## Input for this task
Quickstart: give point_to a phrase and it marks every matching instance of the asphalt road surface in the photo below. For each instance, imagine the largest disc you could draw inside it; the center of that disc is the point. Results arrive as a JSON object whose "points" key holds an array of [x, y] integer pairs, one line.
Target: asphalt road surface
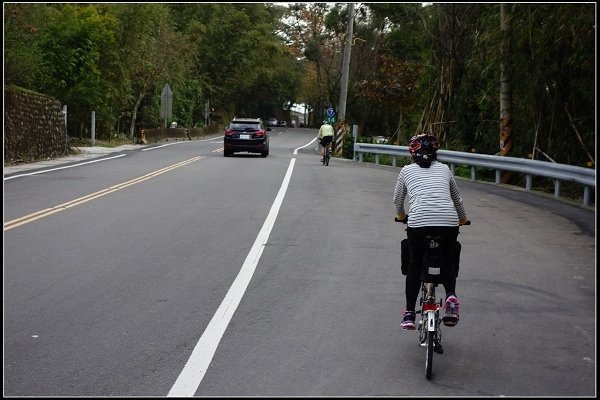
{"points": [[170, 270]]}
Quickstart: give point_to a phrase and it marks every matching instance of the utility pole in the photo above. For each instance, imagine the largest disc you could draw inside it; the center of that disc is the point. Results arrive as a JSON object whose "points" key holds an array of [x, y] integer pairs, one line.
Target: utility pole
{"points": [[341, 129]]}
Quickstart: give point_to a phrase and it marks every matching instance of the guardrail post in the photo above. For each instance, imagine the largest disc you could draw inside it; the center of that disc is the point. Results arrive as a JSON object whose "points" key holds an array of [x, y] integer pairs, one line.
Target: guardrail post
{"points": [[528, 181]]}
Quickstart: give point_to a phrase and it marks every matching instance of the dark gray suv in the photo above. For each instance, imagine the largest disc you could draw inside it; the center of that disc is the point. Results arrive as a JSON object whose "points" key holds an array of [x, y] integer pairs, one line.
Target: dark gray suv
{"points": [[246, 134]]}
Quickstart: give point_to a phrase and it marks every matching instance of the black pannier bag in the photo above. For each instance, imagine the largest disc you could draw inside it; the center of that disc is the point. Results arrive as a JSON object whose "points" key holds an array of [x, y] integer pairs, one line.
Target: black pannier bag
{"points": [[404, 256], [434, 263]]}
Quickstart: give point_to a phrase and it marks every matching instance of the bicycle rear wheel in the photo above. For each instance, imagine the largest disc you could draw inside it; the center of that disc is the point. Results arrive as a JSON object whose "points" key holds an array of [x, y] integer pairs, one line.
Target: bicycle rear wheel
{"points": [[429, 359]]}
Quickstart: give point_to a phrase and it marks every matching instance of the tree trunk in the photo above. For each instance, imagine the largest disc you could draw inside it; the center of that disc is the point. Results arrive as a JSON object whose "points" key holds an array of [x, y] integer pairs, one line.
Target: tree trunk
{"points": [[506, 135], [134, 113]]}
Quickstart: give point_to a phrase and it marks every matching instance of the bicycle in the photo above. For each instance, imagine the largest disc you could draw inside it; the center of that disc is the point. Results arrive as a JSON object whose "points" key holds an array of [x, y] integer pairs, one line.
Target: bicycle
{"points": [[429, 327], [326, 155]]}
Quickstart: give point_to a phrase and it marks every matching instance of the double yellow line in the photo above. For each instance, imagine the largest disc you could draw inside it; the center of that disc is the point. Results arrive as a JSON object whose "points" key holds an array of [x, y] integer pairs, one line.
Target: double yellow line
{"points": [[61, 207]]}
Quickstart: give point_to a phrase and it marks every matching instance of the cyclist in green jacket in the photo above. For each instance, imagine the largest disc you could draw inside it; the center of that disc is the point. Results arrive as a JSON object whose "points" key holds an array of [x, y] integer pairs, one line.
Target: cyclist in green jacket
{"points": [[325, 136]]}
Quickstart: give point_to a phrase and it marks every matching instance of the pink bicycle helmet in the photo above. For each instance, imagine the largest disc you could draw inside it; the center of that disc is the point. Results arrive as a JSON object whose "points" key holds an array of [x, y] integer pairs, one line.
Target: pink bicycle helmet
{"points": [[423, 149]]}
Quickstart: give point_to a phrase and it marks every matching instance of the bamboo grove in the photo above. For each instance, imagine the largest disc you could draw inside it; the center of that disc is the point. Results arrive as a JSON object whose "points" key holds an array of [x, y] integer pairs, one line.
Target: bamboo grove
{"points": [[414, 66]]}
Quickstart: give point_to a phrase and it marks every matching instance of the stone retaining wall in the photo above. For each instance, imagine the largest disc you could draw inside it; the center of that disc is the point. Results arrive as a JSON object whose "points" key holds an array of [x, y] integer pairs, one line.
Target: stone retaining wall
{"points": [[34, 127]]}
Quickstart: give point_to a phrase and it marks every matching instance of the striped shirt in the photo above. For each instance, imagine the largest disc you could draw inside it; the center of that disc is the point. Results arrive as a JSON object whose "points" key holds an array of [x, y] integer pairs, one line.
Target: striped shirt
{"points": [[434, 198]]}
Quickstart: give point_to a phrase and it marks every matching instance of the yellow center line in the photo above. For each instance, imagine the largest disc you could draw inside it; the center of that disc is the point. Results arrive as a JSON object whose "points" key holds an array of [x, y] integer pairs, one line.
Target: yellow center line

## Written request
An exact transcription of all the entries is required, without the pictures.

## Solution to this task
Quickstart: give point_to a phrase and it marks every matching instance of the asphalt road surface in the photo below. For each instance, imagine the largest disc you could draw inside it; the center of that disc is the point. Results arrive as a JSON object whose "points" key holds an array of [x, y] integer pairs, one line.
Target: asphalt road surface
{"points": [[170, 270]]}
Quickstart: give point_to a phrase and it marks every matching instance of the utility pole in the photo above. For each instance, imagine the largest disc you could draw inside it; the center of that disc is the point. Results arrive as a JSON object whose "points" key holds an array of [x, y] integer pairs, one line.
Target: utility pole
{"points": [[341, 129]]}
Quickstart: give point_to a phrase and it marks every matching instance of the guardrail post in the photo above. For each instance, imagine the largest disc you could draw inside it; the center of that disc is the point. Results arrive as a JSON object whose "points" key holds an array of [x, y] integer pairs, one line.
Target: guardrail post
{"points": [[528, 181]]}
Quickstart: give point_to a phrase and it marks every matching instance of the dark gray suv in the photo above. For each instance, imagine the largest disc you could draw inside it; the center of that disc is the point. Results arrive as a JSON object whose "points" key holds an array of [x, y] integer pairs, one line.
Target: dark gray suv
{"points": [[246, 134]]}
Quickstart: give point_to a phrase and it marks every matching instance of the black pannier bag in the photo above. For each instance, imagine the largest disc you could draw inside it; the center of that disc is the point. Results arrive as a JSON object whose "points" key holds an array of [x, y] integer pairs, one line.
Target: black pannier bag
{"points": [[404, 256], [434, 263]]}
Quickstart: give point_to a phrase and it marks every matching instance of the bicycle rear wheel in the photo above. For each instance, imagine the largest disc you could draw inside it; the center of that disc is the point. Results arrive as a JSON object whose "points" key holds an array of [x, y] integer pairs, one line.
Target: bicycle rear wheel
{"points": [[429, 359]]}
Quickstart: give point_to a phrase and it marks every matching instance of the tree trunk in the photo above. For each instance, imagine the largest disc you could draw inside it; the center of that disc is the point. Results arrive as a JSON object whose "points" key holds an array of [x, y] integer pairs, one line.
Target: tree trunk
{"points": [[506, 135], [134, 113]]}
Quickstart: give point_to a phrase and it marks every matching instance of the bicycle in the photo above. For each instance, imagine the largest disc you could draw inside it; the center of that disc is the point. Results arrive as a JSON object whose "points" key holds an array of [x, y] integer pairs, one line.
Target: bicycle
{"points": [[429, 327], [326, 155]]}
Quickstart: give point_to a phrase and it marks every matching instance of the double yellow line in the photo above. For each instance, imagine the largest disc you could draw inside it; the center of that disc is the point. Results arrive as a JSON object whose "points" key holds an array of [x, y] integer pairs, one line.
Target: double yellow line
{"points": [[61, 207]]}
Quickstart: give point_to a phrase and it marks every matching instance of the cyclist in green jacket in the photo above. For each instance, imagine the largest disc you could draw inside it; the center of that disc is the point. Results arrive as a JSON object whose "points" key holds an array of [x, y] integer pairs, one line.
Target: cyclist in green jacket
{"points": [[325, 136]]}
Quickstart: give point_to a phrase and it marks every matching instance of the pink bicycle helmet in the photo above. For each instance, imagine the largest disc you could draw inside it; the center of that disc is the point. Results arrive as a JSON object whose "points" key holds an array of [x, y] integer pairs, one line.
Target: pink bicycle helmet
{"points": [[423, 149]]}
Quickstart: give point_to a phrase and it marks every matching instance of the bamboo grove in the photo above. For each instance, imagine the largest disc you could draw inside it; the center of that disc is the point. Results arrive as a JSON object whose "points" key holds an array of [x, y] integer pairs, one line.
Target: bamboo grove
{"points": [[414, 66]]}
Quickstart: give point_to a phrase and it marks every matching instance of the stone retaining wall in the photo above. For each instance, imagine the largest disc you could draw inside it; the center of that disc is the point. Results arrive as a JSON object whose "points" key holds an array of [x, y] integer pairs, one line.
Target: stone retaining wall
{"points": [[34, 127]]}
Quickstart: give point_to a phrase and it marks every matching instance of the striped shirt in the photo above. For each instance, imagine the largest disc you could draw inside it; the center of that disc is the point. Results arrive as a JSON object whose "points" key holds an array of [x, y] integer pairs, one line.
Target: striped shirt
{"points": [[434, 198]]}
Quickstart: give point_to a phrase and it marks every matching instance of the yellow center line in the photo above. For each instance, imagine the largest disc you could draw inside it; the center of that disc is the point. Results arrive as a JSON object whose "points" key holds an array of [x, y] integer pairs, one line.
Target: yellow center line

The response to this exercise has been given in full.